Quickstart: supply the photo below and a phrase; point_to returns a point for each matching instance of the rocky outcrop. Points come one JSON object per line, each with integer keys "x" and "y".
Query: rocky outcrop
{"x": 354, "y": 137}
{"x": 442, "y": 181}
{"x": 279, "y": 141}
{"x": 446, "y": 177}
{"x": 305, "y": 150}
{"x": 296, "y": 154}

++++++++++++++++++++

**What the task requires**
The records above are to be repeated in full, word for word.

**Response to this exercise**
Quickstart: supply the photo below and a phrase; point_to returns a point for each matching instance of the rocky outcrop. Points come one JSON object per line, each with integer keys "x" and "y".
Query: rocky outcrop
{"x": 354, "y": 137}
{"x": 442, "y": 181}
{"x": 279, "y": 141}
{"x": 446, "y": 177}
{"x": 305, "y": 150}
{"x": 296, "y": 154}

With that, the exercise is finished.